EXERCISE OBJECTIVE — Check every line below for the word "Format" and show those that hold it.

THE DATA —

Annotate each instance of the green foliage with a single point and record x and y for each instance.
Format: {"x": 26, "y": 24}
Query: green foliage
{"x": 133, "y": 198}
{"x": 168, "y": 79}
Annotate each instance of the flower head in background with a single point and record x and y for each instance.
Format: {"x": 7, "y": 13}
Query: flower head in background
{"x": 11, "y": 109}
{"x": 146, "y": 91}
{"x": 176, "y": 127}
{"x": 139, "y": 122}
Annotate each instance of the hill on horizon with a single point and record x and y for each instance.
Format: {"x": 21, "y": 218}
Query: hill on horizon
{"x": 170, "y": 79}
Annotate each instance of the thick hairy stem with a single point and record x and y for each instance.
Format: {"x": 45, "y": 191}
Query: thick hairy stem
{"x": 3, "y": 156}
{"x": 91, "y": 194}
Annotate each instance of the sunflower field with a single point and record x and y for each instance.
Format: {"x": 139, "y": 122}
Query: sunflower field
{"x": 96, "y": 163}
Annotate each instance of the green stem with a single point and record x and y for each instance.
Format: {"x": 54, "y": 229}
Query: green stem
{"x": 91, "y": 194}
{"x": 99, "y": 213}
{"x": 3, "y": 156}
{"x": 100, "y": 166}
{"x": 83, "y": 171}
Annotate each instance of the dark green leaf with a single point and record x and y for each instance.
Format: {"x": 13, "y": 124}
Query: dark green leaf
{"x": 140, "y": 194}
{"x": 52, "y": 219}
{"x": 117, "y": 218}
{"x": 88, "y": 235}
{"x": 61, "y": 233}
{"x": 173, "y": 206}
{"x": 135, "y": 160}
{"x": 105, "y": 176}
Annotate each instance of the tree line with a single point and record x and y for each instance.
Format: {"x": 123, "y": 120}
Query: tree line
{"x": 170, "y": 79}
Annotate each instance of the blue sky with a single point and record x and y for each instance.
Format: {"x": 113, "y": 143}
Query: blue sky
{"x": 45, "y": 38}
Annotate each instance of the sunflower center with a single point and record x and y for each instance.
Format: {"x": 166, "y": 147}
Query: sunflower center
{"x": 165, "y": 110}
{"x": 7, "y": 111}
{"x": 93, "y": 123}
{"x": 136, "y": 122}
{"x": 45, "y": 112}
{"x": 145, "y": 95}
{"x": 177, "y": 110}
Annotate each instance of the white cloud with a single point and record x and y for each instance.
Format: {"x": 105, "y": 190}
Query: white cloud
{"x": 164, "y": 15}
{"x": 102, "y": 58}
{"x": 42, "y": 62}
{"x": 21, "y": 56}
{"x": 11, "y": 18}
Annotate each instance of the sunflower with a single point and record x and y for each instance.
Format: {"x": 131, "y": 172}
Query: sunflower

FINISHED TASK —
Format: {"x": 26, "y": 24}
Format: {"x": 7, "y": 13}
Format: {"x": 21, "y": 218}
Format: {"x": 45, "y": 191}
Format: {"x": 139, "y": 122}
Format: {"x": 54, "y": 229}
Format: {"x": 13, "y": 124}
Format: {"x": 123, "y": 120}
Format: {"x": 113, "y": 143}
Format: {"x": 166, "y": 147}
Format: {"x": 105, "y": 190}
Format: {"x": 131, "y": 172}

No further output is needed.